● PASSAGE:
━━━━

It’s not trivia, really, but I stumbled onto this long-dead guy named Mad Jack Churchill a couple years ago, and he was without a doubt the craziest, most balls-out surfer ever born. British war hero and bagpipe player and saver of Jewish people. First guy to surf the Svern Bore. I spent two days reading everything I could find about him, just down the rabbit hole.

ADVENTURE, THY NAME IS MAD JACK CHURCHILL

The History of Surfing may have the dimensions of a coffee table book, but it’s a weighty piece of work word-count wise. You used images sparingly. Do you have any favourites, and were that any photos that you wanted to feature but weren’t able to?

The whole experience of making that book was so great, the best of my career, and one of the highlights was pulling the cover together. The rules were: one big photo, no collage, no art. And that’s hard! One photo for the whole damn sport! I picked the shot of the two guys laying on the beach, because that’s something we’ve no doubt been doing since homo erectus days, just checking the surf. But the photo is kind of blank in the middle, there’s no focal point, which makes it a really left-field pick. It only works because the designer did such an amazing job with the type. So that’s my favourite image in the book. Its my favourite surf-book cover ever, in fact. Maybe because my name is so huge!

You’ve mentioned in the past that you’re not a great believer in looking back in order to move forwards. Having covered surfing’s history, where do you think it might be headed in the future?

No more print magazines? Wavepools in every mall? That’ll be part of it, I guess. Glad I won’t be around to see it!

You grew up surfing Venice Beach and Santa Monica in the late 60s and early 70s, riding for the Zephyr surf team and running with Jay Adams. That place and time seemed to be a particularly fertile ground for surfers and skaters who have gone on to make contributions within their cultures as writers, filmmakers and influencers. Why do you think that is?

━━━━

● ENTRIES SUPPLIED:

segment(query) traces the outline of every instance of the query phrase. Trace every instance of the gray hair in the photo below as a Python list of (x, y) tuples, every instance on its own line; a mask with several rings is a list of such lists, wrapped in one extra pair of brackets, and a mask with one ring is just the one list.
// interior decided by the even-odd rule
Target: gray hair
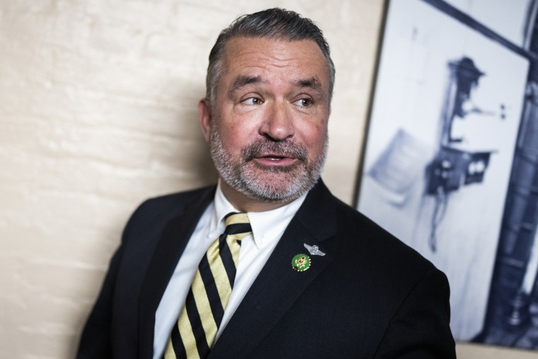
[(223, 52), (228, 41), (234, 38), (265, 38), (273, 40), (297, 41), (312, 40), (327, 61), (329, 75), (328, 101), (333, 96), (335, 68), (331, 59), (327, 40), (321, 30), (310, 19), (302, 17), (294, 11), (283, 8), (268, 8), (237, 18), (227, 28), (221, 31), (210, 52), (210, 64), (205, 79), (206, 98), (213, 106), (217, 95), (217, 86), (223, 70)]

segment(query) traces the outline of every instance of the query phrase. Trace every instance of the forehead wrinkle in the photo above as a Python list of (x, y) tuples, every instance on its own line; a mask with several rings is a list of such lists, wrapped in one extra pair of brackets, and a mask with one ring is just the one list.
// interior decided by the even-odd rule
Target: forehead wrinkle
[(244, 87), (247, 85), (250, 85), (251, 84), (266, 82), (268, 82), (268, 81), (263, 80), (261, 76), (239, 75), (236, 77), (236, 79), (234, 80), (234, 82), (232, 82), (229, 93), (231, 94), (241, 88)]
[(321, 91), (323, 89), (321, 81), (317, 77), (301, 79), (294, 81), (294, 84), (299, 87), (307, 87), (316, 91)]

━━━━

● TASK INSTRUCTIONS:
1. Duplicate the surfing interview word for word, from "You’ve mentioned in" up to and including "in the future?".
2. Write the next part of the surfing interview, picking up after its final sentence.

● SOLVED TASKS:
1.
You’ve mentioned in the past that you’re not a great believer in looking back in order to move forwards. Having covered surfing’s history, where do you think it might be headed in the future?

2.
What I remember about growing up in Venice in the late ‘60s and ‘70s was that our parents just were barely around. Not because they were negligent—well, some were—but because they were working, or because it just wasn’t how kids were raised. Anyway, we were on our own. In the streets, on the beaches, in the parking lots and surf shops and playgrounds. Maybe it was that way in beach towns everywhere, but Venice in particular it seemed like we were left to run wild, and maybe in some cases that wasn’t the smartest thing—kids starting going off the rails once we hit junior high—I’d say that for those who didn’t get pulled under it made us resilient, confident that we could get by, less afraid to take chances. I was out of Venice by the time I was 13, but the years I was there shaped me in a big way. There’s just a little bit of punk in me, a little edge, and that’s what keeps me from being a total pussy, and it comes from growing up in Venice.

Surf Simply technical surf coaching resort, Guiones, Nosara, Costa Rica

Childhood friends Jay Adams (left) and Matt Warshaw (right) circa 1970. Photo: Kent Sherwood.

You’ve slowly migrated north from Southern California to San Francisco and then on to Washington State. Does distance from the more “mainstream” surf world help you to see surfing more clearly and document it all with a bit of perspective?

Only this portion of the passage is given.